──────── Supplied records

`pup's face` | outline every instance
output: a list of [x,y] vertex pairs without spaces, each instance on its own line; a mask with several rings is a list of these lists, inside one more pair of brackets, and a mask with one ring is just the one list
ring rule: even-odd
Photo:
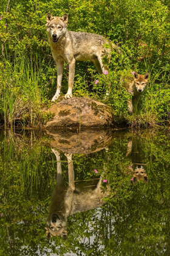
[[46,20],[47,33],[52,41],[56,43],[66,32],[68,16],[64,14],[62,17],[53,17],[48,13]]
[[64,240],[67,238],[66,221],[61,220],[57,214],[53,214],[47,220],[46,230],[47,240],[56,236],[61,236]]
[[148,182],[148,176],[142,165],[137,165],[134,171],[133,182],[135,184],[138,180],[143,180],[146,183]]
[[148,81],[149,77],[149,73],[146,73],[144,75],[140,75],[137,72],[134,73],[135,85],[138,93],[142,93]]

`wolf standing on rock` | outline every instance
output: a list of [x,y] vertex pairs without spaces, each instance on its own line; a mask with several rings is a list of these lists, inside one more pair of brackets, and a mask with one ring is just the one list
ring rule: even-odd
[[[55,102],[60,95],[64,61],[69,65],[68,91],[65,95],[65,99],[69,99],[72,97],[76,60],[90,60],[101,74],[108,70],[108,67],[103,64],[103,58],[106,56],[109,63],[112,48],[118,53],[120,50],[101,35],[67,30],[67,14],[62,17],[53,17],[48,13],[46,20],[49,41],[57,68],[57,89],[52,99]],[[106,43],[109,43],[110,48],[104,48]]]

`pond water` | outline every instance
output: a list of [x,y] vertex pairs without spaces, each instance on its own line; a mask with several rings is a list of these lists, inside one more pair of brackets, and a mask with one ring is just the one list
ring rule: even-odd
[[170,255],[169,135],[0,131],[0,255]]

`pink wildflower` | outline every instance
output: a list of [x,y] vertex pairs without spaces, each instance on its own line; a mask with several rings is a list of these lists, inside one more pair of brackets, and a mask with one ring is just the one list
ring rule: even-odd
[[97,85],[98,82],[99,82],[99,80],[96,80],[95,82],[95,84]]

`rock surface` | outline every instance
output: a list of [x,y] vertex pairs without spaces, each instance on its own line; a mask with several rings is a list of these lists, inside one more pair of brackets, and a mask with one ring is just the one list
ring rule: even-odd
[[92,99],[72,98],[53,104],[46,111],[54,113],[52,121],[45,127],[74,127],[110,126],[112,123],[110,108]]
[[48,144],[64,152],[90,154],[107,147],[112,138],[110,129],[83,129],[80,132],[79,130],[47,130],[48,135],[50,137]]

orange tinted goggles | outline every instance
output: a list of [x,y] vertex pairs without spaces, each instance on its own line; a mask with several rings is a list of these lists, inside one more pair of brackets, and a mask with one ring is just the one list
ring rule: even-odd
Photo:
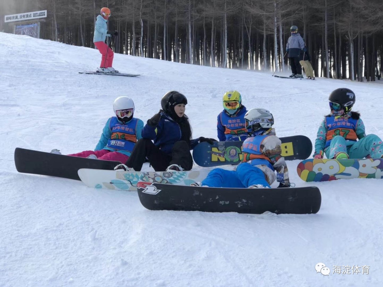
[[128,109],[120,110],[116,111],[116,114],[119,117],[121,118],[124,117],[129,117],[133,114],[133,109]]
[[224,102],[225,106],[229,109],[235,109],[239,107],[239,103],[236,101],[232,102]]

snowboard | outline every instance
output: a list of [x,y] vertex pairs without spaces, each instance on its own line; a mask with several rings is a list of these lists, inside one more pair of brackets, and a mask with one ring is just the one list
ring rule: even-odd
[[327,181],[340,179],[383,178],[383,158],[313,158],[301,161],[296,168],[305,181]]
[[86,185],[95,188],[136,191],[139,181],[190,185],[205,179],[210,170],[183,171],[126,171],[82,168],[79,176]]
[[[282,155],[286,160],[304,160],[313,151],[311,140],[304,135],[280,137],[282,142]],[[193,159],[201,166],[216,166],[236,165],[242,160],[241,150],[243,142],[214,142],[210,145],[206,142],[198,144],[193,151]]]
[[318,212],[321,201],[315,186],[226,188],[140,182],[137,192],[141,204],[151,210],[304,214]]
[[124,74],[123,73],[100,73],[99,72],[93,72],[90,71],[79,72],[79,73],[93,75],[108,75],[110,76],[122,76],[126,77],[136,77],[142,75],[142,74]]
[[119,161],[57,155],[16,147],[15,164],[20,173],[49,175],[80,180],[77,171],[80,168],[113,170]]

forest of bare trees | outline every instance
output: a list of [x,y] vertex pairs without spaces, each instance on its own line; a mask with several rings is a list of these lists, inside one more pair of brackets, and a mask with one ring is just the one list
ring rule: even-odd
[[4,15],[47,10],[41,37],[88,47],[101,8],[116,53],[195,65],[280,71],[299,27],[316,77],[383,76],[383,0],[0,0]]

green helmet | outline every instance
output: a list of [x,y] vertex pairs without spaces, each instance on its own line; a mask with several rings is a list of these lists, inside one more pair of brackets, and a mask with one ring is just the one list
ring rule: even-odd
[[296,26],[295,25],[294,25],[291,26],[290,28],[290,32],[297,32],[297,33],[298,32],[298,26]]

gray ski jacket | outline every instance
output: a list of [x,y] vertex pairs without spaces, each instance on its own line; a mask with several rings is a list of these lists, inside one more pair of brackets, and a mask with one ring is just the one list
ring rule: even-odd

────────────────

__Instructions to follow__: Find every line in the data that contains the string "rock" and copy each of those lines in full.

__Written solution__:
`wolf standing on rock` | outline every instance
`rock surface` | outline every instance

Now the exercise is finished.